* [Work required] Please copy each line in the records below that contains the string "white".

* [Dataset entries]
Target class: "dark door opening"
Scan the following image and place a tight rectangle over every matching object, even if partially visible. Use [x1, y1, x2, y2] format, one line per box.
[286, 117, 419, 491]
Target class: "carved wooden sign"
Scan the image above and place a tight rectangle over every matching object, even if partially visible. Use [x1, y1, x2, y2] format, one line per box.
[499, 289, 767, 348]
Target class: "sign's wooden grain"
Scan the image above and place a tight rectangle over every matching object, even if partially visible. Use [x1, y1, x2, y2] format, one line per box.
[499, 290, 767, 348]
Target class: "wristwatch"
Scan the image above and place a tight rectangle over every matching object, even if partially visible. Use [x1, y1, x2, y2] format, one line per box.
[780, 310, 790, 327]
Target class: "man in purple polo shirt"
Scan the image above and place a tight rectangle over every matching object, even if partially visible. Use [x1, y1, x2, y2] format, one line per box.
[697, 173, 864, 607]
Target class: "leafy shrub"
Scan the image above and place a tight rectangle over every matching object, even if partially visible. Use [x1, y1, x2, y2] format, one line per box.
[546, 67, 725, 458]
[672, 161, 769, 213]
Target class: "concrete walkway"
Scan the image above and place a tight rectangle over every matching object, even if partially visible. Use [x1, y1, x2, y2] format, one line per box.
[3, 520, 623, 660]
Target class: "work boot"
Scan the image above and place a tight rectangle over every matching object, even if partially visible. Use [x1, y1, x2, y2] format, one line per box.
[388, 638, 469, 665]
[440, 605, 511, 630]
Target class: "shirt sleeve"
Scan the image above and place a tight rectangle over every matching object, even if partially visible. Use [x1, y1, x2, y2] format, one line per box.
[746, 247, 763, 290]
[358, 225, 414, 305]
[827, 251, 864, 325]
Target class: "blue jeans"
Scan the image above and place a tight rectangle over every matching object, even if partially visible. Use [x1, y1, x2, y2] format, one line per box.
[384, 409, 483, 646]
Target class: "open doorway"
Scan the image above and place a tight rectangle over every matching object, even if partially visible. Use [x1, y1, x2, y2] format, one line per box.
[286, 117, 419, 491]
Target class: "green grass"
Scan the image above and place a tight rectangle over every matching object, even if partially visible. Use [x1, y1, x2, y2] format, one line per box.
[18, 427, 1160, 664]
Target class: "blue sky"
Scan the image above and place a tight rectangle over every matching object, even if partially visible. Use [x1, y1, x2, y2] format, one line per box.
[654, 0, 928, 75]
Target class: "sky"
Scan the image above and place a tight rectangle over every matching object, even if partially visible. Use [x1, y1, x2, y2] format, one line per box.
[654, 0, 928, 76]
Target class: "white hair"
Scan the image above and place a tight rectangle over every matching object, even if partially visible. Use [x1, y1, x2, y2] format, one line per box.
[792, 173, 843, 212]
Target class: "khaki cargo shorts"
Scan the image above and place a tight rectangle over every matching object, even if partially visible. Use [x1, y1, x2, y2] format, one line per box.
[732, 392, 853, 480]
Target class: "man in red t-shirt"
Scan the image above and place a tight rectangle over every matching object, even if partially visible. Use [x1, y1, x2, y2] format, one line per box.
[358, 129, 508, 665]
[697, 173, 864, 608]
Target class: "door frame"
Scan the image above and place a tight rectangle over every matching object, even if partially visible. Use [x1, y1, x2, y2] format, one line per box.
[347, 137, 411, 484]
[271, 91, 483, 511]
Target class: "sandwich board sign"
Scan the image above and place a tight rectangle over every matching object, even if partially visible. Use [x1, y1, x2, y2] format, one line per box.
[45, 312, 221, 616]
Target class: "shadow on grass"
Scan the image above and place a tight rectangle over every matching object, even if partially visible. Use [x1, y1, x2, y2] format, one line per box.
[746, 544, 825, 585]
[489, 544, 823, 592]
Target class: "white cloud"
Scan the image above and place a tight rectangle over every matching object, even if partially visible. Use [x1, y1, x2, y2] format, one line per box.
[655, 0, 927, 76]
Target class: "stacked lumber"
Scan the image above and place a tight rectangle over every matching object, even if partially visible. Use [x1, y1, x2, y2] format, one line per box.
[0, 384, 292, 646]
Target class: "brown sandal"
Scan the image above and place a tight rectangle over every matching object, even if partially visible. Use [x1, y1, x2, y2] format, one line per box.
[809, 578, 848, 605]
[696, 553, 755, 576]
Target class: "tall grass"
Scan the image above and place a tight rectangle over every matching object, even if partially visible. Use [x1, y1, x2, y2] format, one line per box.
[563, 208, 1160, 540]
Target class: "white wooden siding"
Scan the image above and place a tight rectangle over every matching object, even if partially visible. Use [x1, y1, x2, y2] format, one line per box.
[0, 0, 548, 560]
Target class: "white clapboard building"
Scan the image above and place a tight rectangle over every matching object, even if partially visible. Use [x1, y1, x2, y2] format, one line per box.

* [The answer]
Target class: "white hair"
Target class: "white cloud"
Target class: "white wooden siding"
Target class: "white clapboard building"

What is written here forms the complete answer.